» **Aim of the exercise**:
The lines of the records that include "pole" should all be copied.

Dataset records
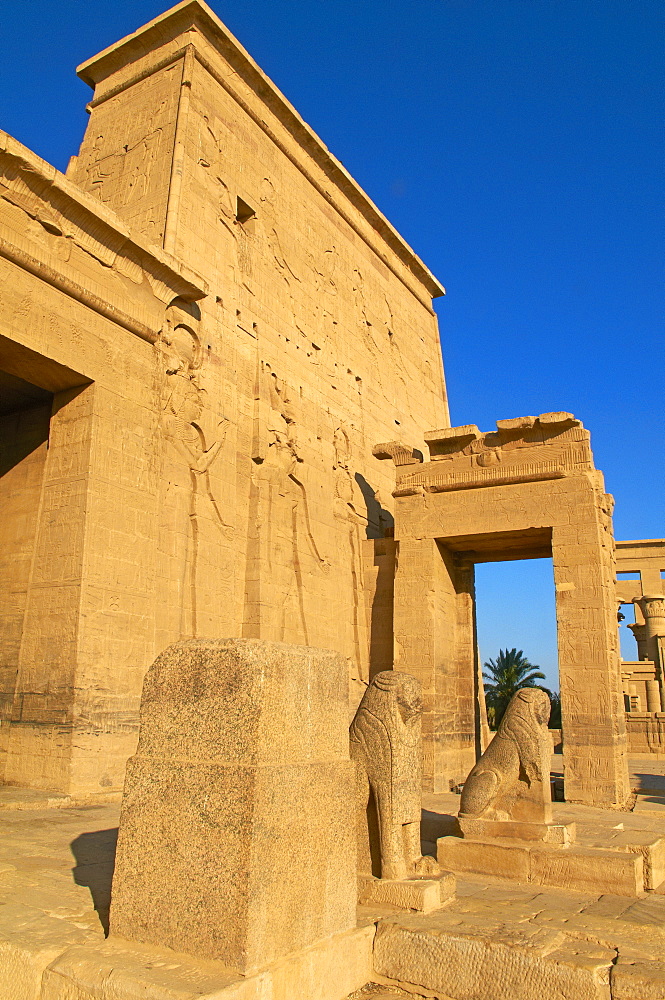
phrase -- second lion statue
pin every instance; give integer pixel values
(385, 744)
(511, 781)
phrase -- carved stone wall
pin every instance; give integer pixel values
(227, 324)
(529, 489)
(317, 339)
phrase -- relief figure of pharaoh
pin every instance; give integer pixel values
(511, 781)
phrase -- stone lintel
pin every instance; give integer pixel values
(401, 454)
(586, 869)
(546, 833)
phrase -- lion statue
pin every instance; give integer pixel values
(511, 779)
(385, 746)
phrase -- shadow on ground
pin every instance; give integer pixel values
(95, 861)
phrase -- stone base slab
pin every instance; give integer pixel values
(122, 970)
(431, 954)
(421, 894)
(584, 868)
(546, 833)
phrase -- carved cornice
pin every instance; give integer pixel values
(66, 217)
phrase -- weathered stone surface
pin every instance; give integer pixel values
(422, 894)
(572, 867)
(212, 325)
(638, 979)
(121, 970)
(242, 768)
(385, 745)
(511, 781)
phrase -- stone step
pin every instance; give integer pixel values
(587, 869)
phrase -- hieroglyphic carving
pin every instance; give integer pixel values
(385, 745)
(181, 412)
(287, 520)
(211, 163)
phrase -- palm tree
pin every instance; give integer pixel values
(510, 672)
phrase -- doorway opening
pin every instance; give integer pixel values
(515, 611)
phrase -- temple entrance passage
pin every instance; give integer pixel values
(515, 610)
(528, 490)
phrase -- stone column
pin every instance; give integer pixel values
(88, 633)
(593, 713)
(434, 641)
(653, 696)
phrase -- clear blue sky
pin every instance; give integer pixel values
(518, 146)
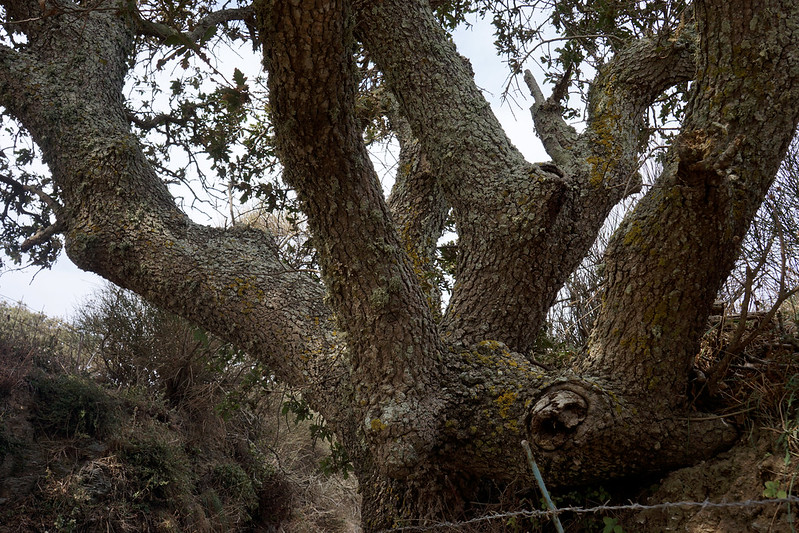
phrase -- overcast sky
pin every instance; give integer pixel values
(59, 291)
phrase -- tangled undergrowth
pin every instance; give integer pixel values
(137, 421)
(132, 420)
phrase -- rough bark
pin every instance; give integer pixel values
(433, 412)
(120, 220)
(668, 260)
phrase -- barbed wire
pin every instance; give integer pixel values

==

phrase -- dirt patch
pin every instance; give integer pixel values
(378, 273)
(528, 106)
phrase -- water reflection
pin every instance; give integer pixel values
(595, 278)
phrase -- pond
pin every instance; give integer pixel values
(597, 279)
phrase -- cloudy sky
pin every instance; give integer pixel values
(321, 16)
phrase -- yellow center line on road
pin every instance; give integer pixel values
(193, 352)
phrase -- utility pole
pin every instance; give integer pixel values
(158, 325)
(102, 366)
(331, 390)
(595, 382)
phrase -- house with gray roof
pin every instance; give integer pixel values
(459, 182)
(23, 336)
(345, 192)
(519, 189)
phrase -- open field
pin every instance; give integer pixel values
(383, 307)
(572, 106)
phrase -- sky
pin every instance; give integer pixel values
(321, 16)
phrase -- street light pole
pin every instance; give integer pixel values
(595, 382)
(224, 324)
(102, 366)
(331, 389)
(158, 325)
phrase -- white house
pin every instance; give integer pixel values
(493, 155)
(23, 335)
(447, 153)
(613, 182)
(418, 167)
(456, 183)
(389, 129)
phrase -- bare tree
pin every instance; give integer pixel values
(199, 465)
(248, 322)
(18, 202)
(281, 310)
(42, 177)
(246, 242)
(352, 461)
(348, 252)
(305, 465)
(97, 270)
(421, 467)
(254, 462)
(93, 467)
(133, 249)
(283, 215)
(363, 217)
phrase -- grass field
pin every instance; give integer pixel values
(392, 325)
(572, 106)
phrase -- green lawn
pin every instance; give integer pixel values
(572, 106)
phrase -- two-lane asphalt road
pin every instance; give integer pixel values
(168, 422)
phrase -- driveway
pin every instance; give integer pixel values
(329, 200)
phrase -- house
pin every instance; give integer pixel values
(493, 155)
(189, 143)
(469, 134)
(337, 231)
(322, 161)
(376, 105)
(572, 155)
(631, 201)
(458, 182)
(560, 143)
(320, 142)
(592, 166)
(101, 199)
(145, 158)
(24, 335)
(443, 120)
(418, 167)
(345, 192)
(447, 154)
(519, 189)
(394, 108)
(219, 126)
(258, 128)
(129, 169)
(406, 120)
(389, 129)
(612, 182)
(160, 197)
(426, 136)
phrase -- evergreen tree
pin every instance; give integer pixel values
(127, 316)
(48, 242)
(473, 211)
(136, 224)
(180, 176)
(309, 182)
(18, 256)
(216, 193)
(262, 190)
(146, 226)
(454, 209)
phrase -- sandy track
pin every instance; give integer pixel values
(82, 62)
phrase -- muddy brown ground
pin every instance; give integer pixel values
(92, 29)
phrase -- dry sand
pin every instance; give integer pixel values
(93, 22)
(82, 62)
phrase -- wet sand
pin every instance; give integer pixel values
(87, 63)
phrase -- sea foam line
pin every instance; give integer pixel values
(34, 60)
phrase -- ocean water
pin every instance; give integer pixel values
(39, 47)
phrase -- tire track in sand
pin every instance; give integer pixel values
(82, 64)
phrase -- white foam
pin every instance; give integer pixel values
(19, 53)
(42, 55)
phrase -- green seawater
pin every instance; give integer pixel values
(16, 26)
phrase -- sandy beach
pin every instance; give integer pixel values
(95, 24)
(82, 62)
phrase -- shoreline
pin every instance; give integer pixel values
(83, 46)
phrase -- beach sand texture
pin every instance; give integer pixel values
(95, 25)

» **Solution below**:
phrase -- utility pole
phrase -- street light pole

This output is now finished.